#### Assignment 1:
Summarize the passage on neuroprosthetics and compensation claims in two sentences.
#### Assignment 2:
Reproduce word for word the part of the passage on neuroprosthetics and compensation claims starting with "However such stories" and going on through "a compensation claim?".
#### Assignment 3:
Carry on the passage on neuroprosthetics and compensation claims from the point where it stops.

----- Text under study

Three weeks ago, the news broke of a tetraplegic man being able to feed himself for the first time in 8 years using ‘thought control’ via a neuroprosthetic device. Clearly this represents quite a technological breakthrough for medical science.

However such stories are often sensationalised as potential “cures” in the mainstream media and, as such, are met with caution by many in the spinal cord injured community. While a healthy skepticism can be useful in this regard, it is only natural to want to benefit from any advancements which might improve quality of life.

As a lawyer specialising in spinal cord injury claims, I see it as my role to, so far as possible, put my clients back in the position they were in prior to their injury. The only way this can happen is by helping them obtain compensation to meet their care needs and obtain specialised equipment to minimise the effects of their injury. This is the crux of any compensation claim.

When only one person benefits, when does it become acceptable to include the costs of participating in these innovative studies within a compensation claim?

----------
----- Data excerpts

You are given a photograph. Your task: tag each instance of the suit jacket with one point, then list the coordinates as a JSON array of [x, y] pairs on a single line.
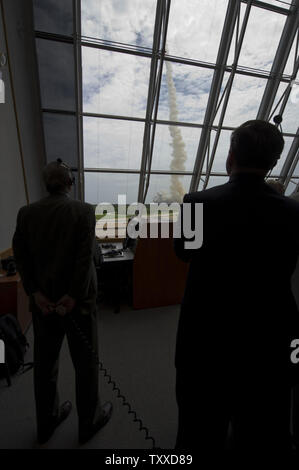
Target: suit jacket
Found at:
[[54, 246], [238, 303]]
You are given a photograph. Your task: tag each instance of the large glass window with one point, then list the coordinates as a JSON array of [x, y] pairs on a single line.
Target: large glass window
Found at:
[[61, 137], [121, 83], [114, 83], [195, 27], [56, 74], [54, 16], [125, 21], [111, 143]]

----------

#### Your response 1:
A tetraplegic man recently fed himself for the first time in 8 years by controlling a neuroprosthetic device with his thoughts, though the mainstream media often sensationalize such stories as potential cures and many in the spinal cord injured community meet them with caution. The writer, a lawyer specializing in spinal cord injury claims, helps clients obtain compensation for care and specialized equipment, and asks when it becomes acceptable to include the costs of taking part in such studies in a claim.

#### Your response 2:
However such stories are often sensationalised as potential “cures” in the mainstream media and, as such, are met with caution by many in the spinal cord injured community. While a healthy skepticism can be useful in this regard, it is only natural to want to benefit from any advancements which might improve quality of life.

As a lawyer specialising in spinal cord injury claims, I see it as my role to, so far as possible, put my clients back in the position they were in prior to their injury. The only way this can happen is by helping them obtain compensation to meet their care needs and obtain specialised equipment to minimise the effects of their injury. This is the crux of any compensation claim.

When only one person benefits, when does it become acceptable to include the costs of participating in these innovative studies within a compensation claim?

#### Your response 3:
There are three main issues:

  1. Whether the person affected wants to participate and claim the cost of doing so within any claim they may have, taking into account all options available.
  1. Gaining access to the treatment and or technological innovation can be purely based on luck. At the early stages, very few people would benefit but as it starts to form part of patient rehabilitation it may become easier to access. But you need those willing to participate in the first instance to get to that point.
  1. Whether there is a health or psychological benefit to the individual, such as improved upper limb function or therapeutic walking; an improvement of bladder and bowel function; reduced neuropathic pain, and or increased independence.

The crude fact of the matter is that you need to spend money on getting the treatment in order to prove the need and benefit. It is justification in retrospect. There is no guarantee that this would be recoverable within a claim until the treatment has been undertaken and the (possible) benefits demonstrated and maintained.

With technology developing at a rate of knots, it can be a struggle for the health service to keep up – especially when so many of these medical innovations are so costly. But shouldn’t patients have access to ground-breaking treatments if it can revolutionise their lives?

Those that do want to investigate pioneering treatments should not be deprived of the opportunity. Only in so doing will such treatments becoming more available and affordable. This may then lead to a reduction in the overall cost of caring for people with a spinal cord injury. Either way, the injured person cannot and should not be criticised for exploring their options.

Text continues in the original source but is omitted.